* [TASK SET]:
1. Print the passage of the Cold War book description from "What makes Service's" to "more nuanced view." word for word.
2. Output, unchanged, the lines of the listing from the line with "Extract white sneaker" to the line with "xmin=1050 ymin=504 xmax=1091 ymax=560", including both of those lines and nothing else.

A riveting account of how the Cold War came to an end by one of our leading historians.
Robert Service is a fellow of the British Academy and of St Antony's College, Oxford, where he is Professor of Russian History; he is also a visiting fellow of the Hoover Institution at Stanford University. He has written several books, including the highly acclaimed Lenin: A Biography, Russia: Experiment with a People, Stalin: A Biography, Comrades: A History of World Communism, Trotsky: A Biography, which won the 2009 Duff Cooper Prize, and, most recently, Spies and Commissars. He lives in London.
What makes Service's book special is its scholarship. His
terrier-like persistence in digging into previously unexcavated
archives in Russia, across America and around the internet gives
his view of this slice of our recent past a firm documentary
foundation ... A magisterial account of a turning point in modern
history, whose intellectual rigour and robustness make it unlikely
to be bettered.
*Spectator*
Our leading historian of the Soviet Union ... magisterial.
*Observer*
Detailed and clear ... his main strength is his forensic challenge
to the clichés and myths on which western triumphalism about the
Cold War is based ... Service is an authoritative voice offering a
more nuanced view.
*Sunday Times*
A masterful chronicle about personalities and ideas ... The Cold
War ended with the demise of the USSR in December 1991. The great
biographer of Lenin, Stalin and Trotsky here offers a superb
account of how and why this unexpected denouement came about.

* [SUPPLIED RECORDS]:

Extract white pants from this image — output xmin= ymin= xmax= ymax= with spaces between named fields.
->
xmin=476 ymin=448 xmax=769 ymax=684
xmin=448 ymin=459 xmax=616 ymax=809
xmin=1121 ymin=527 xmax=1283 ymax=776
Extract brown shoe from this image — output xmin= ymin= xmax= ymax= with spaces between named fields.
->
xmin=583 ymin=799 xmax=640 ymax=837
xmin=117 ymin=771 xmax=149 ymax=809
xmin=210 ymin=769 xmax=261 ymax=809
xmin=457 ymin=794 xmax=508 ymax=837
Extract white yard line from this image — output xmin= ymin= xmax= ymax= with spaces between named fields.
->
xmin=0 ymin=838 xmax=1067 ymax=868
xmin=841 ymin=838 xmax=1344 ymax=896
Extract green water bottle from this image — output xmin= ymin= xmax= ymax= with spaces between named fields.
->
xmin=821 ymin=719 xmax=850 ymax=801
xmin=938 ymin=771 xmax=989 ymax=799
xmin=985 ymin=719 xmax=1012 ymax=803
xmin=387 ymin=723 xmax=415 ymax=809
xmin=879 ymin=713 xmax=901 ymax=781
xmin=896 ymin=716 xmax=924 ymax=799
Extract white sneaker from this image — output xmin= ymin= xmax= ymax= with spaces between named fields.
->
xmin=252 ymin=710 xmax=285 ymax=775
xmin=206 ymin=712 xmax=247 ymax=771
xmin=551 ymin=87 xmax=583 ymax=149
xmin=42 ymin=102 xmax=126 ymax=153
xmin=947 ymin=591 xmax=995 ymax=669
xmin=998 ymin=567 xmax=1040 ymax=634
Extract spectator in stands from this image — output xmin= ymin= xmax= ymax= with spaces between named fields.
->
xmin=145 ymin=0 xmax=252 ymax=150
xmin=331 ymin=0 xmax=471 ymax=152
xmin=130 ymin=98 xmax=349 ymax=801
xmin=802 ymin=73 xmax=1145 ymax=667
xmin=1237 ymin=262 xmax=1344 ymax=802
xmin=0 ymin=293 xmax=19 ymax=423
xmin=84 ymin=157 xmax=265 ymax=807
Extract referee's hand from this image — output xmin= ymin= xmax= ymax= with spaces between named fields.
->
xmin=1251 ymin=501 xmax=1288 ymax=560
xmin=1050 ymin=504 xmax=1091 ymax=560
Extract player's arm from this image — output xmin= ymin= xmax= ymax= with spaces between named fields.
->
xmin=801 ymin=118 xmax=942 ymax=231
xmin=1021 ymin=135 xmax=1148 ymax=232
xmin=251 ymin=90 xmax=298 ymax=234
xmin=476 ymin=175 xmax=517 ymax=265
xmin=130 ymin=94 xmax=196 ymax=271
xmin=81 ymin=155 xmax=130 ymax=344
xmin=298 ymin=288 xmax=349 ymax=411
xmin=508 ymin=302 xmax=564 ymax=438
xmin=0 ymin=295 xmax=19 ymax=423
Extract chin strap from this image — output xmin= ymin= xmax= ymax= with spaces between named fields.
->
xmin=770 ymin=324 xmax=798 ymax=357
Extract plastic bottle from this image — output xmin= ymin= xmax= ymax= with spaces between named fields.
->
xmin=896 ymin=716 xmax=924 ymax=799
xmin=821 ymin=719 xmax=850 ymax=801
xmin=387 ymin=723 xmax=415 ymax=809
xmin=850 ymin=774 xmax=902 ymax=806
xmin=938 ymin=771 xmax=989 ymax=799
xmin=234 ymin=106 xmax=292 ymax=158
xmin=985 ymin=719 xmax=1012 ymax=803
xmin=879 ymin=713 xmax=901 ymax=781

* * *

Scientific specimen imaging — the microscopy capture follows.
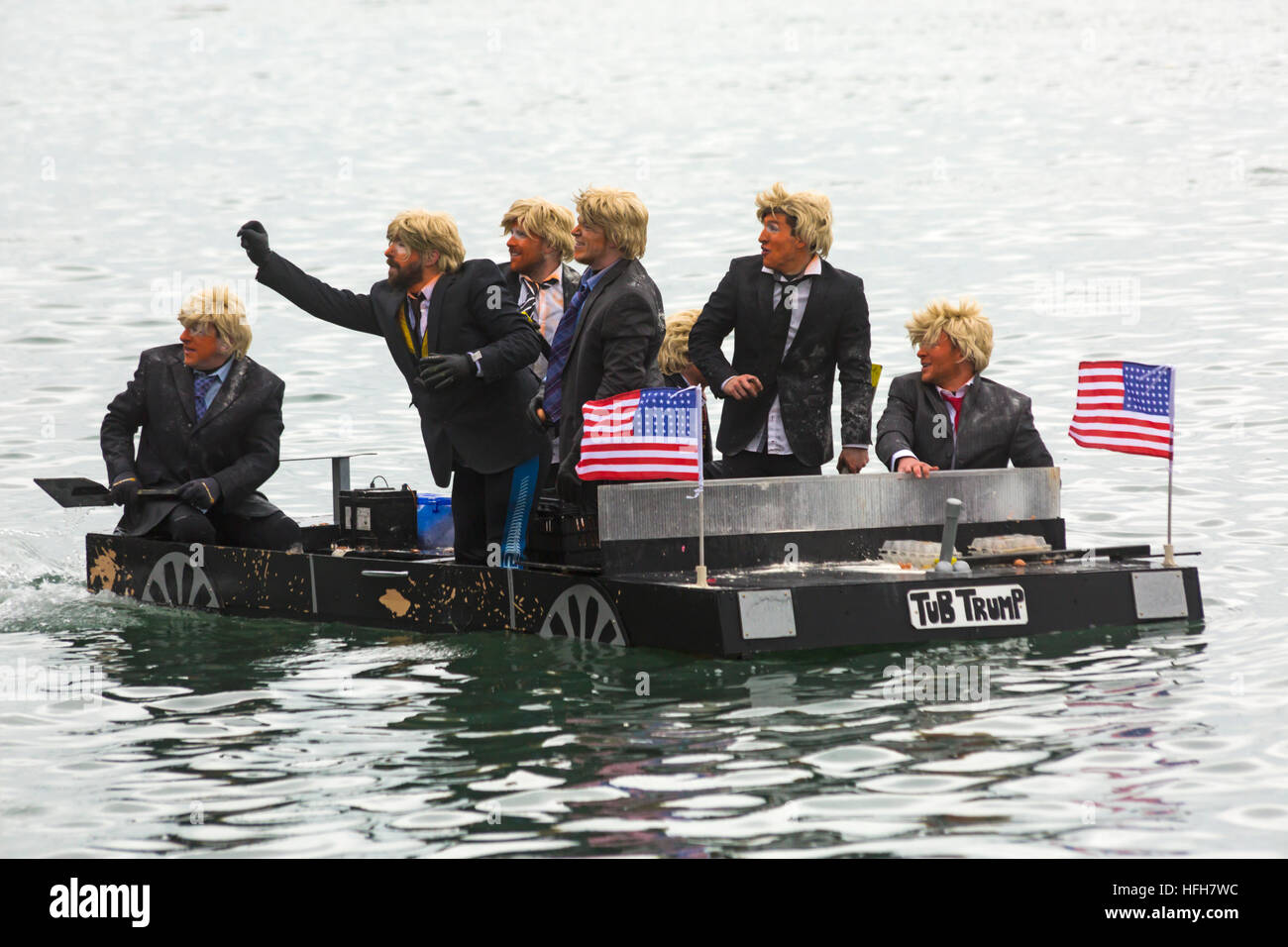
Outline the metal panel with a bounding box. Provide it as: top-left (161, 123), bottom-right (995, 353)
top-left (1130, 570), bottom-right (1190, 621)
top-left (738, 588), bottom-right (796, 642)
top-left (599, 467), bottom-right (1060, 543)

* [RESULTS]:
1.
What makes Service's book special is its scholarship. His
terrier-like persistence in digging into previously unexcavated
archives in Russia, across America and around the internet gives
his view of this slice of our recent past a firm documentary
foundation ... A magisterial account of a turning point in modern
history, whose intellectual rigour and robustness make it unlikely
to be bettered.
*Spectator*
Our leading historian of the Soviet Union ... magisterial.
*Observer*
Detailed and clear ... his main strength is his forensic challenge
to the clichés and myths on which western triumphalism about the
Cold War is based ... Service is an authoritative voice offering a
more nuanced view.

2.
Extract white sneaker from this image — output xmin= ymin= xmax= ymax= with spaces between named fields.
->
xmin=252 ymin=710 xmax=285 ymax=775
xmin=206 ymin=712 xmax=247 ymax=771
xmin=551 ymin=87 xmax=583 ymax=149
xmin=42 ymin=102 xmax=126 ymax=153
xmin=947 ymin=591 xmax=995 ymax=669
xmin=998 ymin=567 xmax=1040 ymax=634
Extract spectator in stands from this image — output xmin= ymin= xmax= ymax= with spaces between named fields.
->
xmin=145 ymin=0 xmax=252 ymax=150
xmin=331 ymin=0 xmax=471 ymax=152
xmin=130 ymin=98 xmax=349 ymax=801
xmin=802 ymin=73 xmax=1145 ymax=667
xmin=1237 ymin=262 xmax=1344 ymax=802
xmin=0 ymin=293 xmax=19 ymax=423
xmin=84 ymin=157 xmax=265 ymax=807
Extract referee's hand from this image — output xmin= ymin= xmax= ymax= with spaces between named fields.
->
xmin=1251 ymin=501 xmax=1288 ymax=560
xmin=1050 ymin=504 xmax=1091 ymax=560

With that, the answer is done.